*To be done:*
Count the lines in the entries below that contain the word "gravel" and give only that number.

*Material shown:*
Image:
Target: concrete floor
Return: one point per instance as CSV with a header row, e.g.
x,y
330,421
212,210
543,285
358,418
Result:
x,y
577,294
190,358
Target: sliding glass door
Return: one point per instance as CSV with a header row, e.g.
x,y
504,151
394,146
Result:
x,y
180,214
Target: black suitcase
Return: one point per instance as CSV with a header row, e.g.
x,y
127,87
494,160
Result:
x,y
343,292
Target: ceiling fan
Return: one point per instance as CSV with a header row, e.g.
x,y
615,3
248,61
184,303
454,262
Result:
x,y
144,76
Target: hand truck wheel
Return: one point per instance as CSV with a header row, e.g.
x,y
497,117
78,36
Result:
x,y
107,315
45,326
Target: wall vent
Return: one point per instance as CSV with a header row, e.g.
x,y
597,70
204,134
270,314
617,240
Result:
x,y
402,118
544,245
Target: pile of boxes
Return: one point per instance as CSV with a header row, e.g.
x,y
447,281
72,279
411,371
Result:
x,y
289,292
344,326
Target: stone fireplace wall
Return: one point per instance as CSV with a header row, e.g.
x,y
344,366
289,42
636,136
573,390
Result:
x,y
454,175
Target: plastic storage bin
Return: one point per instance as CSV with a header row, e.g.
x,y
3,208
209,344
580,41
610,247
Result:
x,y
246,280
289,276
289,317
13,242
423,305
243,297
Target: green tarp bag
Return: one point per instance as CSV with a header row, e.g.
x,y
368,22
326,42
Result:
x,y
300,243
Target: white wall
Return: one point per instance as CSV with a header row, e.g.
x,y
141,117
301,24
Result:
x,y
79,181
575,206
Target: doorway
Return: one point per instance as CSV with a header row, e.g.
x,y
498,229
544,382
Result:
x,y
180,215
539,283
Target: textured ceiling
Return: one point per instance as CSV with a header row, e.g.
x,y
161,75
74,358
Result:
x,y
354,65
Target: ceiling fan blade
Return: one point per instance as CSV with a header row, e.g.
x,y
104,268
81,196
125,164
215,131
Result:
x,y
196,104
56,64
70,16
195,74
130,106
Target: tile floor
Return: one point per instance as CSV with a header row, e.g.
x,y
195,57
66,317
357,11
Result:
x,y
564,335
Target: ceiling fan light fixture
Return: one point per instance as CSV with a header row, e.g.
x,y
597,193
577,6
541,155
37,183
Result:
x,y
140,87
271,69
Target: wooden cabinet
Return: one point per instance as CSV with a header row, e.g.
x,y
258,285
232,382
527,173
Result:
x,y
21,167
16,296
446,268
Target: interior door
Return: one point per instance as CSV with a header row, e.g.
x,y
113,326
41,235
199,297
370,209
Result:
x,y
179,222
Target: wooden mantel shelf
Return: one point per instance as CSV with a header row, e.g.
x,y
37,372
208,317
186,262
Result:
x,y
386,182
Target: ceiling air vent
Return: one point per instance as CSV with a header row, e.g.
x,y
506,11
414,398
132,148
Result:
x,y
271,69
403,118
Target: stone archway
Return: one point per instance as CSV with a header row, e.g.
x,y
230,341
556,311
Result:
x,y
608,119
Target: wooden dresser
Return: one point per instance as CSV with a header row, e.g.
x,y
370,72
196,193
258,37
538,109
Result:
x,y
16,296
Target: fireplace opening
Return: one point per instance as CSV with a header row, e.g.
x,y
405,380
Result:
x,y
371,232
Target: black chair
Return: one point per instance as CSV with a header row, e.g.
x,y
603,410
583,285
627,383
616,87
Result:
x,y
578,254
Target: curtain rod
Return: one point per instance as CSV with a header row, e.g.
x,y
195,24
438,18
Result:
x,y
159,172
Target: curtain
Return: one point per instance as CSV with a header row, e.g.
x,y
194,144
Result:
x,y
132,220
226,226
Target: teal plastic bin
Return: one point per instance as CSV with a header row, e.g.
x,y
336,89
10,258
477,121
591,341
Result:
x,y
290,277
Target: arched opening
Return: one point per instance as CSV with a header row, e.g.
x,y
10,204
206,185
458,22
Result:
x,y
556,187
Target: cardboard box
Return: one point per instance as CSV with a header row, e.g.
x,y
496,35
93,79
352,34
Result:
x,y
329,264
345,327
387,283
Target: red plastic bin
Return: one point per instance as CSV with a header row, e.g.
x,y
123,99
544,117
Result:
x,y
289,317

--

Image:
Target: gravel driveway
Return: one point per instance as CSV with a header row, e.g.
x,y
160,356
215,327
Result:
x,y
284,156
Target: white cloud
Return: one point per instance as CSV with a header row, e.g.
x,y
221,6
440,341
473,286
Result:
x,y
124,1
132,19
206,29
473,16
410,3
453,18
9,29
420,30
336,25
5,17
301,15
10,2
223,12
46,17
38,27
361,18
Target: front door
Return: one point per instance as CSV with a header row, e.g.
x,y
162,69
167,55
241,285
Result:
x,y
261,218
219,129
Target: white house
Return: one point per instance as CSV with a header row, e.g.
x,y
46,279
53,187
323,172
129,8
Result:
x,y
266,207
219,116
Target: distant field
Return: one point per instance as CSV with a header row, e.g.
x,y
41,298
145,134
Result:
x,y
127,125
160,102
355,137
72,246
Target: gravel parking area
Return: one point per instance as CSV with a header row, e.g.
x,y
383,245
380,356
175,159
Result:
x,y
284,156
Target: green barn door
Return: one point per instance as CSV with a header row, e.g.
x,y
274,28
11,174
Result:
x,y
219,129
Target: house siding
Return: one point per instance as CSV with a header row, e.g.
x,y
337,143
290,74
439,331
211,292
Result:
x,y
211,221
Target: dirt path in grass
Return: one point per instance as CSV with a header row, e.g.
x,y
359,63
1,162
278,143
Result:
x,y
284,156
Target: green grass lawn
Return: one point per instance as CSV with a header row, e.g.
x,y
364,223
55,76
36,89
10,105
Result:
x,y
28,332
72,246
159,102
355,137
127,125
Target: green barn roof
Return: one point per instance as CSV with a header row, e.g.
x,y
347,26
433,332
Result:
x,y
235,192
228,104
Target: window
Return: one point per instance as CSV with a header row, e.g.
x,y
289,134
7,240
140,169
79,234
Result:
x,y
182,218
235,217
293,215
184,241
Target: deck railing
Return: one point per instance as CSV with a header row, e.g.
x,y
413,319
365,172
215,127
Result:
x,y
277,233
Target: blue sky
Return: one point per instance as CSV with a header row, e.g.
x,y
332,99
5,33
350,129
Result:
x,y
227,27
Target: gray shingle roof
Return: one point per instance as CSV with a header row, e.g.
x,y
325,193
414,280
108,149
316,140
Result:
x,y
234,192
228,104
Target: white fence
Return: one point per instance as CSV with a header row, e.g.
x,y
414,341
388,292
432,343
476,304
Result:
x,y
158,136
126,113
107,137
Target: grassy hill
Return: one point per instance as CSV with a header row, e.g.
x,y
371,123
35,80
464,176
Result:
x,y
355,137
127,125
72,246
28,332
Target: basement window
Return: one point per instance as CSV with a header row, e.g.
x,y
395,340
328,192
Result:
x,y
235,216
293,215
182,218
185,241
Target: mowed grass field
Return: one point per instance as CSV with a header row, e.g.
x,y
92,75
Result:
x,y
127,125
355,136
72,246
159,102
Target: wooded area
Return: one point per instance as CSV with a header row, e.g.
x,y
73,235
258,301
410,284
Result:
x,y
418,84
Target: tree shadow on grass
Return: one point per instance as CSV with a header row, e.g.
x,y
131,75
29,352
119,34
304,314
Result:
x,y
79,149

*Task output:*
2